### TEXTO DE LA PÁGINA
↓
Siempre hay un viaje, o porque está en la trama misma de la película o porque tengo que viajar hacia el lugar de rodaje. Siempre me apasionó el viaje como experiencia. Por tierra, y a veces sin destino muy definido. Es más, cuando escribo una película de viaje, la escribo viajando. Llevo la laptop, voy viajando en la ruta vacía, con el ronroneo del motor diésel. Es algo así como un estado de sopor. Eso va produciendo una especie de letargo en el que las ideas van viniendo y yo las grabo. A la noche paro en algún lugar y escribo todo. Ahí ya tengo una impronta de la realidad, de los lugares, de las cosas concretas. Pueden ser lugares que ya conozco, pero de cualquier manera uno los está viendo con una mirada nueva en función del relato. Hago todo el recorrido de la película mientras escribo el guión o cierta instancia del guión y después vuelvo a Buenos Aires. De cualquier manera siempre los guiones son también hojas de ruta.
La película es del director. A mí me cuesta entender a un director que no escriba el guión y que no edite. No me entra en la cabeza. En el cine una vez que uno arranca no hay marcha atrás. Un escritor puede escribir una novela y después tirarla. Pero cuando arrancás con la preproducción de una película, ya todo te lleva. O sea que la elección es definitiva.
Yo tengo muy poca capacidad de abstracción y generalización respecto del cine de otros directores argentinos. No puedo ver más allá de mis películas. Y a veces ni siquiera puedo ver las mías. Me siento mucho más cerca de un director coreano que de uno argentino. Por ejemplo, creo que estoy mucho más cerca de Kiarostami que de cualquiera de mis compatriotas. No sé si estoy capacitado para dirigir actores porque no tengo una formación en dirección. A los actores los dirijo como a los no actores. Es todo absolutamente intuitivo. Es lo que va pasando ahí, no puedo elaborar mucho más que eso. Pero apuesto siempre a lo gestual y no a lo textual. Trato de que el texto sea mínimo e insignificante. Que sea más importante lo que no se dice que las palabras. Lo esencial en el cine es el gesto, la mirada. Por eso en general mis guiones tienen muchísimo más texto que en las películas, porque cuando empiezo a filmar voy sacando letra. Lo gestual le da al espectador la posibilidad, la libertad de varias interpretaciones. Apuesto a un cine que necesita un espectador activo. Que vaya construyendo su película. Con zonas nebulosas, con baches, con cosas para completar. Prefiero un cine así, me interesa mucho más que el cine elaborado que produce efectos.
↑
### INSTRUCCIÓN ESCRITA
Por favor, reproduce sin cambios el pasaje del texto sobre el cine y los viajes que empieza en "La película es" y termina en "elección es definitiva.".

### INFORMACIÓN MOSTRADA
↓
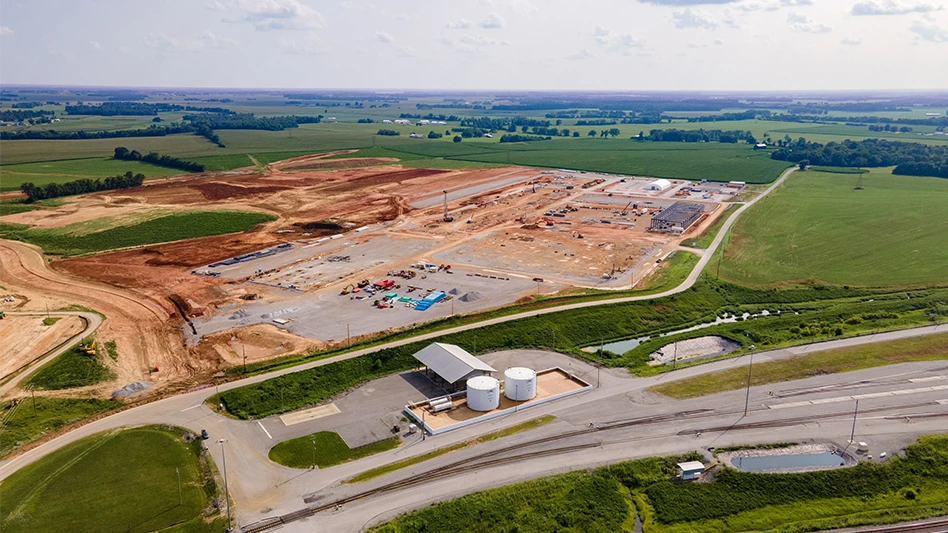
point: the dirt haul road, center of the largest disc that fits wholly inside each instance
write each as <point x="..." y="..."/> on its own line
<point x="141" y="328"/>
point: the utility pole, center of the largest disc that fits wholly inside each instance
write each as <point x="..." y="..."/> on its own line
<point x="852" y="436"/>
<point x="226" y="491"/>
<point x="747" y="397"/>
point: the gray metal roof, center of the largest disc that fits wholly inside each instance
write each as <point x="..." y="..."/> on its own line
<point x="450" y="362"/>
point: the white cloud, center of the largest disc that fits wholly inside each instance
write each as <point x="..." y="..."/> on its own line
<point x="582" y="54"/>
<point x="493" y="21"/>
<point x="165" y="43"/>
<point x="309" y="45"/>
<point x="890" y="7"/>
<point x="459" y="24"/>
<point x="617" y="42"/>
<point x="930" y="32"/>
<point x="801" y="22"/>
<point x="266" y="15"/>
<point x="690" y="18"/>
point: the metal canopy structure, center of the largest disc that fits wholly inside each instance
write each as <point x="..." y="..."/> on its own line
<point x="451" y="363"/>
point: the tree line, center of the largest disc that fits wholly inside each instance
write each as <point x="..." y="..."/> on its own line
<point x="81" y="186"/>
<point x="701" y="135"/>
<point x="909" y="159"/>
<point x="111" y="109"/>
<point x="159" y="160"/>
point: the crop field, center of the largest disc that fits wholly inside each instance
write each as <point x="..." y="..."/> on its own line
<point x="325" y="449"/>
<point x="71" y="369"/>
<point x="43" y="173"/>
<point x="927" y="348"/>
<point x="901" y="489"/>
<point x="124" y="480"/>
<point x="32" y="418"/>
<point x="71" y="240"/>
<point x="816" y="227"/>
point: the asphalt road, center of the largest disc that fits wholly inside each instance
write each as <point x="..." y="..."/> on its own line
<point x="261" y="488"/>
<point x="93" y="321"/>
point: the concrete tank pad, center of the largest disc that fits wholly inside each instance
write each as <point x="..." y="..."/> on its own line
<point x="552" y="384"/>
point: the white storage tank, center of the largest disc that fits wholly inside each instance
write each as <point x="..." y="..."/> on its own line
<point x="483" y="393"/>
<point x="520" y="384"/>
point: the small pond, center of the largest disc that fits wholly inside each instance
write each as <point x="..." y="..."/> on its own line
<point x="758" y="463"/>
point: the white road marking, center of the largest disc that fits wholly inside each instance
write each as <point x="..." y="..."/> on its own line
<point x="858" y="397"/>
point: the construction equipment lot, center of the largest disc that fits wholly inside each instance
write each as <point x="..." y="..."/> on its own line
<point x="485" y="235"/>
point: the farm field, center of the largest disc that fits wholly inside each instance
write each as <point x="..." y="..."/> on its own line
<point x="123" y="480"/>
<point x="817" y="228"/>
<point x="735" y="501"/>
<point x="932" y="347"/>
<point x="43" y="173"/>
<point x="80" y="238"/>
<point x="326" y="449"/>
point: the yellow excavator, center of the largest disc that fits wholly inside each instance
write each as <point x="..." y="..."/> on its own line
<point x="88" y="349"/>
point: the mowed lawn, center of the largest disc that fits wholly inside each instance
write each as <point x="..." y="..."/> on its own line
<point x="116" y="481"/>
<point x="329" y="447"/>
<point x="816" y="227"/>
<point x="46" y="172"/>
<point x="76" y="238"/>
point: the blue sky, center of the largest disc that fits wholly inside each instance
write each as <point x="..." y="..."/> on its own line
<point x="478" y="44"/>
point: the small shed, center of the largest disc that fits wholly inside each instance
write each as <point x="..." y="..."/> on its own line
<point x="451" y="366"/>
<point x="691" y="469"/>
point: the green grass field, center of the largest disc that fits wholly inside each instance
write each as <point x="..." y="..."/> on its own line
<point x="123" y="480"/>
<point x="80" y="238"/>
<point x="816" y="227"/>
<point x="927" y="348"/>
<point x="44" y="173"/>
<point x="494" y="435"/>
<point x="34" y="417"/>
<point x="70" y="370"/>
<point x="329" y="449"/>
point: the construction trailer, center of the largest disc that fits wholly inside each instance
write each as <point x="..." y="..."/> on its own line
<point x="677" y="218"/>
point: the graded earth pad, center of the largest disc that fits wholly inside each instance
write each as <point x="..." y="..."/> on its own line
<point x="26" y="338"/>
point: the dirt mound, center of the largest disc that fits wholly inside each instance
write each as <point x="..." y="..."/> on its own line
<point x="472" y="296"/>
<point x="223" y="191"/>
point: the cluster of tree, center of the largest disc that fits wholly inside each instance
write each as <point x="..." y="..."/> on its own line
<point x="111" y="109"/>
<point x="611" y="132"/>
<point x="17" y="115"/>
<point x="911" y="159"/>
<point x="503" y="123"/>
<point x="513" y="137"/>
<point x="701" y="135"/>
<point x="151" y="131"/>
<point x="889" y="127"/>
<point x="80" y="186"/>
<point x="596" y="122"/>
<point x="155" y="159"/>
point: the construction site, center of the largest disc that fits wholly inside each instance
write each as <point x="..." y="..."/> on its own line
<point x="361" y="247"/>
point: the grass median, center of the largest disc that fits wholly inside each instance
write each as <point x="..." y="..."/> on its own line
<point x="925" y="348"/>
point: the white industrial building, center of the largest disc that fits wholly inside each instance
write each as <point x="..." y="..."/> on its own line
<point x="450" y="366"/>
<point x="691" y="469"/>
<point x="658" y="185"/>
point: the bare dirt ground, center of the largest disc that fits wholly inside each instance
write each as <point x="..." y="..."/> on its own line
<point x="26" y="338"/>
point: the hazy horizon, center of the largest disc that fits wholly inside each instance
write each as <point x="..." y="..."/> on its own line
<point x="479" y="46"/>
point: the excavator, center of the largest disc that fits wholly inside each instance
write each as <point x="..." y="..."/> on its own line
<point x="88" y="349"/>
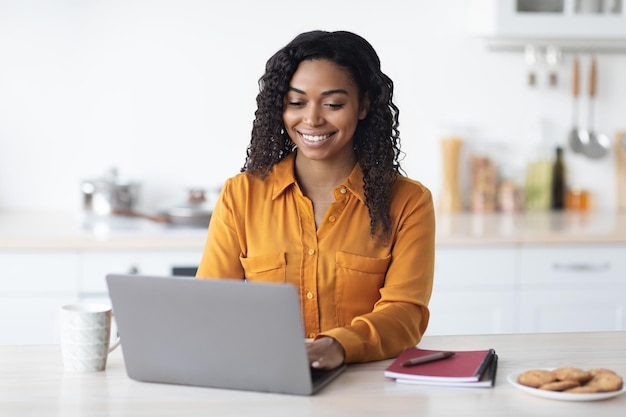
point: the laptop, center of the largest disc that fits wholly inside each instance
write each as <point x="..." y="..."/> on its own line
<point x="214" y="333"/>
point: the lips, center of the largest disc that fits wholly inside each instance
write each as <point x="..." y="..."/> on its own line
<point x="315" y="138"/>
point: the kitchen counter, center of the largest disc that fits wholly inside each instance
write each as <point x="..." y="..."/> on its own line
<point x="531" y="228"/>
<point x="33" y="383"/>
<point x="66" y="231"/>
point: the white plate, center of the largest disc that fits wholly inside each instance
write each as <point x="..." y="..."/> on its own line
<point x="563" y="396"/>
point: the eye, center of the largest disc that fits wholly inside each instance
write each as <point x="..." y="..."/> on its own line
<point x="295" y="103"/>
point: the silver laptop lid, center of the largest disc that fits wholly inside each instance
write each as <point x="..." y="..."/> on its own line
<point x="213" y="333"/>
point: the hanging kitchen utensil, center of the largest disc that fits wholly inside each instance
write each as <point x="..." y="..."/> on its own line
<point x="599" y="144"/>
<point x="553" y="59"/>
<point x="578" y="137"/>
<point x="620" y="170"/>
<point x="530" y="56"/>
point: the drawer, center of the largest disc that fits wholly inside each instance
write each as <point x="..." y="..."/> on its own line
<point x="39" y="271"/>
<point x="485" y="265"/>
<point x="576" y="265"/>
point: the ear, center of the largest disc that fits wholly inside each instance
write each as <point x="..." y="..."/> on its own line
<point x="364" y="106"/>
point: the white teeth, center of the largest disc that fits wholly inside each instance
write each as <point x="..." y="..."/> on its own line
<point x="311" y="138"/>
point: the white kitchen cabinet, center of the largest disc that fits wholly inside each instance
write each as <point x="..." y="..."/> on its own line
<point x="474" y="291"/>
<point x="572" y="288"/>
<point x="34" y="285"/>
<point x="598" y="23"/>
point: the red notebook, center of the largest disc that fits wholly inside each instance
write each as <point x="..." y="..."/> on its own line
<point x="464" y="366"/>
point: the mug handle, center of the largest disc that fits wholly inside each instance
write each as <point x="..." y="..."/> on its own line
<point x="115" y="343"/>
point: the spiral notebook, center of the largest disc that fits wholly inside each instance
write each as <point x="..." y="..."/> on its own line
<point x="474" y="368"/>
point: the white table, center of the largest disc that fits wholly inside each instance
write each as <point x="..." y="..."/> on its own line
<point x="32" y="383"/>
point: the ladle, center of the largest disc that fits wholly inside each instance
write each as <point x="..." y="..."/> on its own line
<point x="598" y="144"/>
<point x="578" y="138"/>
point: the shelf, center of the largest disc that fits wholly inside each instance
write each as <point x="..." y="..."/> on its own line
<point x="572" y="25"/>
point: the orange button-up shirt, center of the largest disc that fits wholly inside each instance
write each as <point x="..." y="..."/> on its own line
<point x="370" y="296"/>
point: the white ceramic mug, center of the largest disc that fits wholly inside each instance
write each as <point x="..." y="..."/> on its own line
<point x="86" y="336"/>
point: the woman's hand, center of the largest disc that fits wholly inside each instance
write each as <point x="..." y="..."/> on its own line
<point x="325" y="353"/>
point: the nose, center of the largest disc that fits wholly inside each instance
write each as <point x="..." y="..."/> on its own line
<point x="313" y="116"/>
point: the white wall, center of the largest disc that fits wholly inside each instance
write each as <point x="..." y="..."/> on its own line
<point x="165" y="90"/>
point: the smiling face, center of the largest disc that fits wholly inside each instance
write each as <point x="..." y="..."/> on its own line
<point x="322" y="109"/>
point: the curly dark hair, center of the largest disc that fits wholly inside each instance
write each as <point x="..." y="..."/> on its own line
<point x="376" y="139"/>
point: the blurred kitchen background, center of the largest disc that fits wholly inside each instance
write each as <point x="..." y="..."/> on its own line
<point x="164" y="91"/>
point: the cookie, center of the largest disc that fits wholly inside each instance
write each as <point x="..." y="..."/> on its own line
<point x="596" y="371"/>
<point x="535" y="378"/>
<point x="572" y="374"/>
<point x="559" y="385"/>
<point x="583" y="389"/>
<point x="605" y="382"/>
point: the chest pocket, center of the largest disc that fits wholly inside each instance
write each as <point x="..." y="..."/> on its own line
<point x="265" y="268"/>
<point x="359" y="280"/>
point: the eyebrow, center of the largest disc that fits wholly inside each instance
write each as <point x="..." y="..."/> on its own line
<point x="324" y="93"/>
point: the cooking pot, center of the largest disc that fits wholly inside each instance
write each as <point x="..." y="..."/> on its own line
<point x="194" y="212"/>
<point x="109" y="194"/>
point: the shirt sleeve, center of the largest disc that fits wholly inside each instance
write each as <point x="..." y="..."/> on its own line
<point x="400" y="317"/>
<point x="223" y="240"/>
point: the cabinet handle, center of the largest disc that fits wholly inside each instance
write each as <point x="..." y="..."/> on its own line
<point x="582" y="267"/>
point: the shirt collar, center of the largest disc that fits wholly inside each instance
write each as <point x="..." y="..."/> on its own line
<point x="283" y="176"/>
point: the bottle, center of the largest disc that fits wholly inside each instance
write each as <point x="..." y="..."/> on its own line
<point x="558" y="181"/>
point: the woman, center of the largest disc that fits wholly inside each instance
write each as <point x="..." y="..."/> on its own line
<point x="321" y="203"/>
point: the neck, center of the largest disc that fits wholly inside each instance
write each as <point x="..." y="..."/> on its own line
<point x="313" y="175"/>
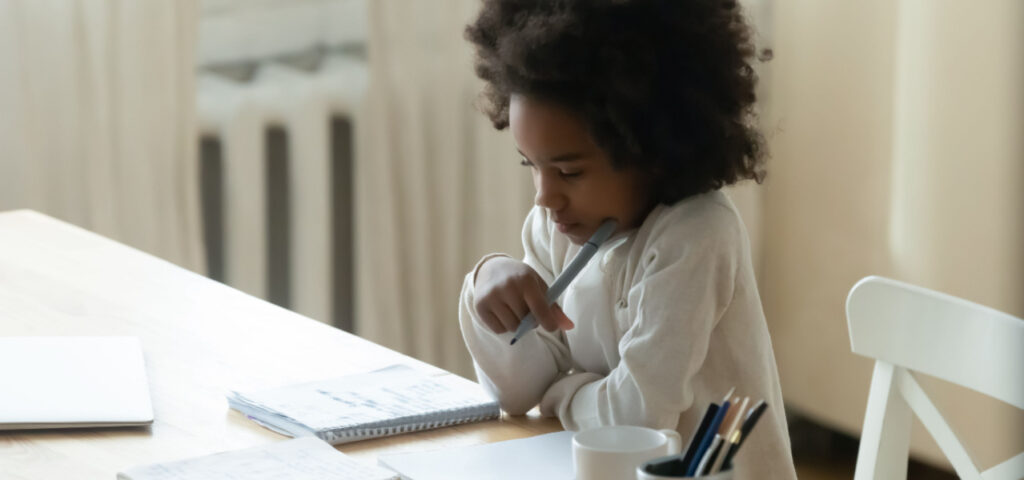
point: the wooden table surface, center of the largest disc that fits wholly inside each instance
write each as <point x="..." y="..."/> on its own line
<point x="200" y="338"/>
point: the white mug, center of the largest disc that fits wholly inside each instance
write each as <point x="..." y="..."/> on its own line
<point x="614" y="452"/>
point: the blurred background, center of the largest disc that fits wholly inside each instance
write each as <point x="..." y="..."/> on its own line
<point x="326" y="156"/>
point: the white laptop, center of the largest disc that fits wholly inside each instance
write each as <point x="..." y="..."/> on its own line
<point x="61" y="382"/>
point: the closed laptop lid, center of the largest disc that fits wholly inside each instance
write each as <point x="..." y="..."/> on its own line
<point x="58" y="382"/>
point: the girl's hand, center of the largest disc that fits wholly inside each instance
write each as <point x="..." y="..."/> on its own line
<point x="507" y="290"/>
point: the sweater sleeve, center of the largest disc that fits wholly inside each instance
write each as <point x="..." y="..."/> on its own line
<point x="517" y="376"/>
<point x="686" y="286"/>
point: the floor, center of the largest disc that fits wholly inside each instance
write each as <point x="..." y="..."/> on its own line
<point x="821" y="453"/>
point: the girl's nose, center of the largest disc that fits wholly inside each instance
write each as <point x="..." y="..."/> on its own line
<point x="548" y="193"/>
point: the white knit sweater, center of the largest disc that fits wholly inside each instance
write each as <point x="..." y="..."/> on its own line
<point x="668" y="319"/>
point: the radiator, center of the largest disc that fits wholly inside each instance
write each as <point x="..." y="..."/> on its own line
<point x="276" y="155"/>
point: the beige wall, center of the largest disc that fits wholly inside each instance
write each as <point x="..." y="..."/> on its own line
<point x="895" y="130"/>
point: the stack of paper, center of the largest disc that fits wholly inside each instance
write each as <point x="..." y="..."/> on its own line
<point x="303" y="459"/>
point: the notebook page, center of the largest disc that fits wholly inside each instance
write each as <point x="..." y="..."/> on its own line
<point x="380" y="397"/>
<point x="301" y="459"/>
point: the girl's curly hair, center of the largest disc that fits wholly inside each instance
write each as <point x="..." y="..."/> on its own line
<point x="665" y="86"/>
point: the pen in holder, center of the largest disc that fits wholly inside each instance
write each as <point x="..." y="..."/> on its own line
<point x="671" y="468"/>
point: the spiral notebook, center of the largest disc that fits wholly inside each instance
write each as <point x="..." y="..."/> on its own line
<point x="388" y="401"/>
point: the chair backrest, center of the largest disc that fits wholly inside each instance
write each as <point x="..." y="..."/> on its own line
<point x="907" y="328"/>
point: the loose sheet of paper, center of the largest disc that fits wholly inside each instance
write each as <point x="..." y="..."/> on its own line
<point x="546" y="456"/>
<point x="301" y="459"/>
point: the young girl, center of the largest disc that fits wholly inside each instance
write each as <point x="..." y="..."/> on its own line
<point x="638" y="111"/>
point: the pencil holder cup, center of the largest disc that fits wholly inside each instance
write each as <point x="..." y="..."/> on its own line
<point x="670" y="468"/>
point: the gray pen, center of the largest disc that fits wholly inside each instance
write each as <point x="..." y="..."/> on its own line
<point x="556" y="289"/>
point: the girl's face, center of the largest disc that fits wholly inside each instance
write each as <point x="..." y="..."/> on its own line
<point x="573" y="177"/>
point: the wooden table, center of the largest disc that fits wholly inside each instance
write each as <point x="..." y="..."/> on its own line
<point x="200" y="338"/>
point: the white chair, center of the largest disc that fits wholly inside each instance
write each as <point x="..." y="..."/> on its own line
<point x="908" y="329"/>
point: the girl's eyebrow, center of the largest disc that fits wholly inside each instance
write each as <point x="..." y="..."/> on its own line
<point x="557" y="159"/>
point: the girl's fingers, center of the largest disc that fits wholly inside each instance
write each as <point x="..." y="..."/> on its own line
<point x="508" y="317"/>
<point x="492" y="321"/>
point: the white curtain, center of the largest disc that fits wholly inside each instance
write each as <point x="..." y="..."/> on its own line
↑
### RESPUESTA AL PROBLEMA
La película es del director. A mí me cuesta entender a un director que no escriba el guión y que no edite. No me entra en la cabeza. En el cine una vez que uno arranca no hay marcha atrás. Un escritor puede escribir una novela y después tirarla. Pero cuando arrancás con la preproducción de una película, ya todo te lleva. O sea que la elección es definitiva.